## Data listing
╭──

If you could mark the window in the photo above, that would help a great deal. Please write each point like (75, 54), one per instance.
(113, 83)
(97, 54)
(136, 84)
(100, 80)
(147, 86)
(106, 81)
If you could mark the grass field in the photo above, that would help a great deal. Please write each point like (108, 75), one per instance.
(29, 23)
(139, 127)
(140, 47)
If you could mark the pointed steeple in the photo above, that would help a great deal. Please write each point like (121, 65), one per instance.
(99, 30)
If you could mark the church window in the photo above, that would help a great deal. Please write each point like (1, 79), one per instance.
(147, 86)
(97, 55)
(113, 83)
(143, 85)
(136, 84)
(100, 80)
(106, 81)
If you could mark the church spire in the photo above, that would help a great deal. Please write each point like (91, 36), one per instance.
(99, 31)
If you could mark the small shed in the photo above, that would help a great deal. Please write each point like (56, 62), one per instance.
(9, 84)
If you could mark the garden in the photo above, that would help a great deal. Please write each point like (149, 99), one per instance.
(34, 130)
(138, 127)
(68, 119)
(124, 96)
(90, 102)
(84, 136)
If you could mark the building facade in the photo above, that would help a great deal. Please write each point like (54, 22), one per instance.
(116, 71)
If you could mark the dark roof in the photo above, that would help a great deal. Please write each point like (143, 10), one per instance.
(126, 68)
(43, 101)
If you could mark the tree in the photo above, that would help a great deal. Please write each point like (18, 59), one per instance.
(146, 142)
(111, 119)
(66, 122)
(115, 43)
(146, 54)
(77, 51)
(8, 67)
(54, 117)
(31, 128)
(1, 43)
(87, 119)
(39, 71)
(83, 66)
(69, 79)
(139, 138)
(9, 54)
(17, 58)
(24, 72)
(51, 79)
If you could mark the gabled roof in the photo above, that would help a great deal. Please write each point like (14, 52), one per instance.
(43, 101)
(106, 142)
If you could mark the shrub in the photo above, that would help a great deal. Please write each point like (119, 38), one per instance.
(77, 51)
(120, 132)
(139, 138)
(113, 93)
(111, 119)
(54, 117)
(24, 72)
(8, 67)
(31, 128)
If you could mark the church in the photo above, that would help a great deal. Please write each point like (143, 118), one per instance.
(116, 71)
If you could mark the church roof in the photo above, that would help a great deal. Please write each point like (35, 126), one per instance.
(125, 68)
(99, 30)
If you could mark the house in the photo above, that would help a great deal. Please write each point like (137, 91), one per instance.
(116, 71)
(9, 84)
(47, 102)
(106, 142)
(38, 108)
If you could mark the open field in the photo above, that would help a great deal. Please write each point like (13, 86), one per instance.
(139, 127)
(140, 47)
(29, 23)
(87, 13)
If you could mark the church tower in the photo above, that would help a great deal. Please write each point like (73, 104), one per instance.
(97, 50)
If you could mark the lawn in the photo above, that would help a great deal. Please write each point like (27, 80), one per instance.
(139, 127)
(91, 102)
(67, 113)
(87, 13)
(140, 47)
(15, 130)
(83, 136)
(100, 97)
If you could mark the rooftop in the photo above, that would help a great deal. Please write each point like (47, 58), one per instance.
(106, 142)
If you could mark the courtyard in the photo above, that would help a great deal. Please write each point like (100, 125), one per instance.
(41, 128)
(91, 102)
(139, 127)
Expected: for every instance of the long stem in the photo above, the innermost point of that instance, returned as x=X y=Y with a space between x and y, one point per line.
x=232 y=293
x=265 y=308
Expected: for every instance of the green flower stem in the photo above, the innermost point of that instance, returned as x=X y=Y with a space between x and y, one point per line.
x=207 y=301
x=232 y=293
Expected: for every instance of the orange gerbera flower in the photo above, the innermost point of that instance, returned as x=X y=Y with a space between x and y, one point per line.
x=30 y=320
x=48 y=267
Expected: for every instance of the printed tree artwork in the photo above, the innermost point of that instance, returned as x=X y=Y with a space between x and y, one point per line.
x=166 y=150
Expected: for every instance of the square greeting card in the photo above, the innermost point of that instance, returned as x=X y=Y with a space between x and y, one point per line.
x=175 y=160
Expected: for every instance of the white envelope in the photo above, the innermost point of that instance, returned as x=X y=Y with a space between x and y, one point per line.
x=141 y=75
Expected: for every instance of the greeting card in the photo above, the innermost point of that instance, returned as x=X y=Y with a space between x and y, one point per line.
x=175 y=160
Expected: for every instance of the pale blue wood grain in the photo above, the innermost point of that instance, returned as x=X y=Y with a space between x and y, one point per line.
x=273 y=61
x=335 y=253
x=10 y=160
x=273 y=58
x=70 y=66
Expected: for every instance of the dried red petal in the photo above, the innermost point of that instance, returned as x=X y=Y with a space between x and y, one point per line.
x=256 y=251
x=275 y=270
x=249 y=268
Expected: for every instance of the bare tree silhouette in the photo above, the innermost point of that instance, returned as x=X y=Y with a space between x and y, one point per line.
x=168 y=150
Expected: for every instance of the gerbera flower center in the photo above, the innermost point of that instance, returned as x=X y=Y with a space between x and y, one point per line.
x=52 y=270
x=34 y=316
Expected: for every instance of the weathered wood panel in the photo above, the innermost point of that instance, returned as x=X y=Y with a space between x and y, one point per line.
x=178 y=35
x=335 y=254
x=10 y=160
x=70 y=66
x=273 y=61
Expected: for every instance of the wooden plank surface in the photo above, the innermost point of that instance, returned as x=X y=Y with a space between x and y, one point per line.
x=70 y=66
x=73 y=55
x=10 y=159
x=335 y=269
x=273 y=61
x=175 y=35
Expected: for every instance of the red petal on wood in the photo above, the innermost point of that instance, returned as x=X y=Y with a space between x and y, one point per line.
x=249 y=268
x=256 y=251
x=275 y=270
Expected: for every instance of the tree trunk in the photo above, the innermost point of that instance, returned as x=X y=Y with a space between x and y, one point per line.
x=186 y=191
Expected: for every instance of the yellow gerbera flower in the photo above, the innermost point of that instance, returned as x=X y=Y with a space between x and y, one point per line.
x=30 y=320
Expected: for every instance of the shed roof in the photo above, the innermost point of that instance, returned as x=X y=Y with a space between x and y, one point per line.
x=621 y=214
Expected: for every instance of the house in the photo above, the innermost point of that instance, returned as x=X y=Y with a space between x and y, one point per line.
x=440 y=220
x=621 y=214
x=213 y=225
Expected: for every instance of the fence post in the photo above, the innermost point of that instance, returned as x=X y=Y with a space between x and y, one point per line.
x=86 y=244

╰──

Extract every line of the entries above verbatim, in the original order, with no characters added or dropped.

## Problem solution
If you could mark the window in the photo above, that would help a great deal. Please write each point like (75, 54), one per instance.
(113, 83)
(97, 54)
(136, 84)
(100, 80)
(147, 86)
(106, 81)
If you could mark the grass field in the photo above, that would help a great deal. Please write each point like (108, 75), one per instance.
(29, 23)
(139, 127)
(140, 47)
If you could mark the pointed steeple in the photo above, that would help a great deal. Please write each point like (121, 65), one per instance.
(99, 30)
If you could mark the church window in the photo above, that would help a great deal. Please write each point like (1, 79), one per instance.
(147, 86)
(97, 55)
(113, 83)
(143, 85)
(136, 84)
(100, 80)
(106, 81)
If you could mark the church spire in the photo above, that would help a great deal. Please write each point like (91, 36), one per instance.
(99, 31)
If you could mark the small shed in the photo above, that would help a great deal. Please write each point like (56, 62), one per instance.
(9, 84)
If you could mark the garden in the photo above, that would help a great deal. Please write each point like (149, 99), one per instance.
(34, 130)
(138, 127)
(68, 119)
(124, 96)
(90, 102)
(84, 136)
If you could mark the building facade in the photo above, that would help a great deal. Please write each point like (54, 22), one per instance.
(116, 71)
If you could mark the dark roof in the photo above, that would help a great deal. Please write each point like (143, 10), one per instance.
(126, 68)
(43, 101)
If you could mark the tree in the photo above, that would help a great deal. Please write each point like (18, 59), one per instance.
(146, 142)
(111, 119)
(66, 122)
(115, 43)
(146, 54)
(77, 51)
(8, 67)
(54, 117)
(31, 128)
(1, 43)
(87, 119)
(39, 71)
(83, 66)
(69, 79)
(139, 138)
(9, 54)
(17, 58)
(24, 72)
(51, 79)
If you could mark the gabled roof in the photo above, that would help a great deal. Please write each point like (14, 52), one per instance.
(43, 101)
(106, 142)
If you could mark the shrub in the photo above, that would help a great deal. Please write each point like (119, 38), one per instance.
(77, 51)
(120, 132)
(139, 138)
(113, 93)
(111, 119)
(54, 117)
(24, 72)
(8, 67)
(31, 128)
If you could mark the church in the photo above, that would help a great deal. Please write each point like (143, 118), one per instance.
(116, 71)
If you could mark the church roof in the photo above, that would help a great deal. Please write each point like (35, 126), one per instance.
(125, 68)
(99, 30)
If you could mark the house in the photo above, that would help a great deal. Please write each point like (137, 91), one per instance.
(116, 71)
(9, 84)
(47, 102)
(106, 142)
(38, 108)
If you could mark the open field in the photo above, that would help a great deal. Please write each point like (13, 86), one per instance.
(139, 127)
(140, 47)
(29, 23)
(87, 13)
If you could mark the church tower in the photo above, that would help a great deal. Please write each point like (73, 104), one per instance.
(97, 50)
If you could mark the lawn in the photo above, that would help a great deal. Please write each point like (27, 80), one per instance.
(139, 127)
(91, 102)
(67, 113)
(87, 13)
(140, 47)
(15, 130)
(83, 136)
(100, 97)
If you could mark the rooftop in the photo above, that would help a great deal. Please write each point like (47, 58), one per instance.
(106, 142)
If you could mark the courtyard in the photo above, that would help a great deal. Please write each point like (100, 125), one per instance.
(41, 128)
(91, 102)
(139, 127)
Expected: for every instance of the long stem in the photo above, the innermost point of that instance, returned as x=X y=Y with a space between x and y, one point per line.
x=232 y=293
x=265 y=308
Expected: for every instance of the green flower stem in the photo above, the innermost point of that instance, returned as x=X y=Y with a space between x and y, one point per line.
x=207 y=301
x=232 y=293
Expected: for every instance of the orange gerbera flower in the photo above, the innermost point of that instance, returned as x=X y=Y with a space between x and y, one point per line.
x=30 y=320
x=48 y=267
Expected: for every instance of the printed tree artwork in the photo above, the innermost point of that instance, returned as x=X y=Y with a space between x and y, one point per line.
x=166 y=150
Expected: for every instance of the square greeting card in the photo above, the innermost point of that instance, returned as x=X y=Y with a space between x and y, one point per line.
x=175 y=160
Expected: for every instance of the white envelope in the photo above, the innermost point of that instance, returned as x=X y=Y with a space between x and y, one point per line.
x=141 y=75
Expected: for every instance of the greeting card in the photo above, the innermost point of that instance, returned as x=X y=Y with a space between x and y, one point per line.
x=175 y=160
Expected: for every instance of the pale blue wood grain in the photo above, the innermost point of that instance, returned as x=X y=Y with a space between x and y, one point per line.
x=273 y=61
x=335 y=253
x=10 y=160
x=273 y=58
x=70 y=66
Expected: for every instance of the dried red petal in the photo above, the innermost point of that instance, returned as x=X y=Y with a space between x and y, one point per line.
x=256 y=251
x=275 y=270
x=249 y=268
Expected: for every instance of the bare tree silhouette in the photo above, the innermost point of that instance, returned as x=X y=Y with a space between x and y, one point per line.
x=168 y=150
Expected: for every instance of the gerbera flower center in the photo above, the innermost point of that instance, returned as x=X y=Y with a space between x and y, one point per line.
x=52 y=270
x=34 y=316
Expected: for every instance of the weathered wood panel in the photo above, the innermost point of that instance, returned as x=X y=Y with a space between x and y, one point per line.
x=178 y=35
x=335 y=254
x=10 y=160
x=70 y=66
x=273 y=61
Expected: for every instance of the wooden plank surface in the photo above, the innermost point of that instance, returned as x=X y=Y with a space between x and y, one point per line.
x=70 y=66
x=73 y=55
x=10 y=159
x=335 y=269
x=273 y=61
x=175 y=35
Expected: for every instance of the red petal on wood in the photo above, the innermost point of that instance, returned as x=X y=Y with a space between x and y, one point per line.
x=249 y=268
x=256 y=251
x=275 y=270
Expected: for every instance of the tree trunk in the photo above, the innermost point of that instance, returned as x=X y=Y with a space between x and y, one point per line.
x=186 y=191
Expected: for every instance of the yellow gerbera flower in the photo above, the innermost point of that instance, returned as x=X y=Y with a space between x and y, one point per line.
x=30 y=320
Expected: for every instance of the shed roof in the photo above, the innermost point of that instance, returned as x=X y=Y with a space between x and y, one point per line.
x=621 y=214
Expected: for every instance of the house in the photo above, the innermost point of that instance, returned as x=X y=Y with a space between x and y, one point per line.
x=440 y=220
x=621 y=214
x=213 y=225
Expected: for every instance of the fence post in the photo above, the innermost point of that instance, returned as x=X y=Y with a space between x and y, one point per line.
x=86 y=244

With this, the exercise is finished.